#### Stated problem:
Rewrite the lines of the records as a JSON list of strings, one string per line with blank lines omitted, starting with the line that contains "For each instance of the front tire, set" and going on through the end of the records. Leave the pictures out of the list.
** begin **
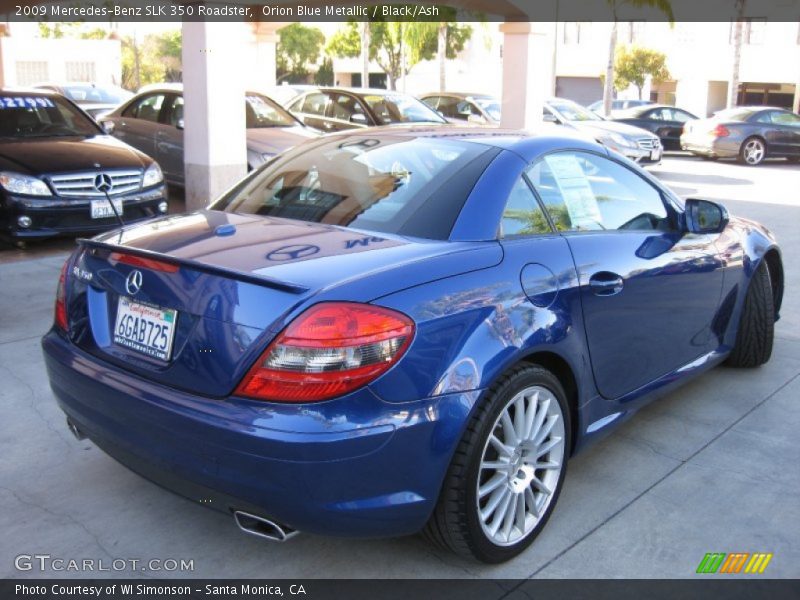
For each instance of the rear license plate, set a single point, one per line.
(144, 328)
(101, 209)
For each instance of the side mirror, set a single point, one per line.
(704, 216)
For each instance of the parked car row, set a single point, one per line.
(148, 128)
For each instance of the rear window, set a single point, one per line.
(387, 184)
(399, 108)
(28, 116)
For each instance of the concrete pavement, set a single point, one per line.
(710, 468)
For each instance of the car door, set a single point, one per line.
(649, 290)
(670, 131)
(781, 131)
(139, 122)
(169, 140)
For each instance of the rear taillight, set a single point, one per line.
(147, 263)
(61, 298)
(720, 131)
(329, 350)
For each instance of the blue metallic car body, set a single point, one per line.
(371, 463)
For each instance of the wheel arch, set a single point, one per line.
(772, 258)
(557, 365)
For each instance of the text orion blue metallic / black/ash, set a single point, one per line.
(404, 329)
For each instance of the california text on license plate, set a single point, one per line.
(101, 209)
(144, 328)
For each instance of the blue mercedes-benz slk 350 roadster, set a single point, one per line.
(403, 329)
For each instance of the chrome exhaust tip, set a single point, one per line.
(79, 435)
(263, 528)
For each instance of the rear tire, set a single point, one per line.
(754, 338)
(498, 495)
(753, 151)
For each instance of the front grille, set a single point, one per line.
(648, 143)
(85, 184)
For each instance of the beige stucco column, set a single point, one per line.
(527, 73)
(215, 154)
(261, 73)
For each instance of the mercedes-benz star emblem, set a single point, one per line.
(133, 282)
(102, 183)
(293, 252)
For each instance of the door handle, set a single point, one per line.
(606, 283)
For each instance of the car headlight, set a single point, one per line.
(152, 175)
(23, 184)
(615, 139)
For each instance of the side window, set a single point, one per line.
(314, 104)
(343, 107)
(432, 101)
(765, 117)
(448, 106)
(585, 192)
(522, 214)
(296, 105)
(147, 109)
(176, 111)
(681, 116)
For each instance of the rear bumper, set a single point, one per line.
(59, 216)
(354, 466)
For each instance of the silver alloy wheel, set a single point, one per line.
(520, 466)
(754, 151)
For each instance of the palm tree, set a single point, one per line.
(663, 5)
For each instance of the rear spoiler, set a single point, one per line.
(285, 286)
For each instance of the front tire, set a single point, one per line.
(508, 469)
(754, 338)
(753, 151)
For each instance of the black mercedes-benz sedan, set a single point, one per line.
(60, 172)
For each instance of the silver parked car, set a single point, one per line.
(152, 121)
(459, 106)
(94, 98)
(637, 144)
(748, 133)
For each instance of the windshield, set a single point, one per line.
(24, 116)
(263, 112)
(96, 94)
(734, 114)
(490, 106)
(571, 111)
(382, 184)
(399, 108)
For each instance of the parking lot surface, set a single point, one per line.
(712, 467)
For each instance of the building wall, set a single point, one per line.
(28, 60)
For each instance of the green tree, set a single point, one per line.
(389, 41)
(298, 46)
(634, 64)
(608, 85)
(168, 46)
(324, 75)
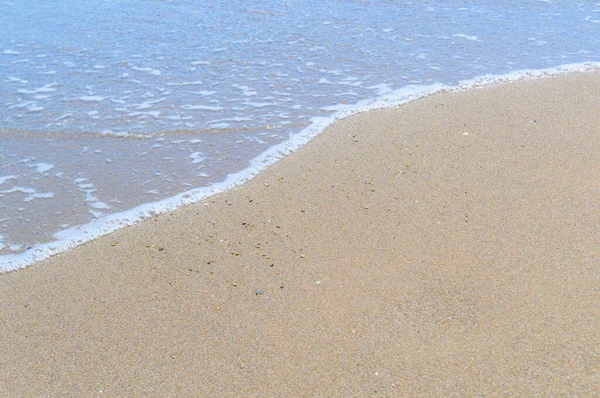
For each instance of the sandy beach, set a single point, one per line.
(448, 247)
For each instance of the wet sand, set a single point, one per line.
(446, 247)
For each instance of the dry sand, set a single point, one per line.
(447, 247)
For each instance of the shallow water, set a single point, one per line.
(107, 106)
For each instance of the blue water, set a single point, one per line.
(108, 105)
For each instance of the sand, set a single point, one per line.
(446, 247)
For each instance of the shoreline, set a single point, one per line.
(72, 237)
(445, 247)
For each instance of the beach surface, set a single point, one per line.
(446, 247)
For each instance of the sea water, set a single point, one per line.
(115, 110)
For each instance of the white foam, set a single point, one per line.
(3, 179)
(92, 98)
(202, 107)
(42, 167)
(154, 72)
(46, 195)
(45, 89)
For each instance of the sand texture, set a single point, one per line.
** end **
#### Exercise answer:
[
  "For each instance of the front tire, set a single point, one per line.",
  "(508, 469)",
  "(754, 338)",
  "(753, 151)",
  "For each instance of the black mercedes-benz sedan, set a single point, one per line.",
  "(60, 172)",
  "For each instance of the silver parked car, set a single point, one per line.",
  "(152, 121)",
  "(459, 106)",
  "(94, 98)",
  "(637, 144)",
  "(748, 133)",
  "For each instance of the windshield, set a single point, one per line.",
  "(24, 116)",
  "(263, 112)",
  "(96, 94)",
  "(734, 114)",
  "(490, 106)",
  "(571, 111)",
  "(382, 184)",
  "(399, 108)",
  "For each instance of the parking lot surface, set a single point, one per line.",
  "(712, 467)",
  "For each instance of the building wall, set a single point, one per line.",
  "(28, 60)",
  "For each instance of the green tree, set a single point, one per line.",
  "(389, 41)",
  "(298, 46)",
  "(634, 64)",
  "(608, 85)",
  "(168, 46)",
  "(324, 75)",
  "For each instance of the sandy beach, set a single point, one per line.",
  "(448, 247)",
  "For each instance of the wet sand, set a single point, one per line.",
  "(446, 247)",
  "For each instance of the dry sand, set a single point, one per line.",
  "(447, 247)",
  "For each instance of the shallow water, set a single point, one per line.",
  "(107, 106)",
  "For each instance of the blue water, set a single point, one per line.",
  "(108, 105)",
  "For each instance of the sand, set a single point, one per line.",
  "(446, 247)",
  "For each instance of the shoreline, set a single point, one per line.",
  "(72, 237)",
  "(445, 247)",
  "For each instance of the beach surface, set a single point, one per line.",
  "(446, 247)",
  "For each instance of the sea water, set a single point, one per line.",
  "(115, 110)",
  "For each instance of the white foam, set a single point, one per line.",
  "(3, 179)",
  "(92, 98)",
  "(202, 107)",
  "(42, 167)",
  "(154, 72)",
  "(46, 195)",
  "(45, 89)",
  "For each instance of the sand texture, set a single point, one per line."
]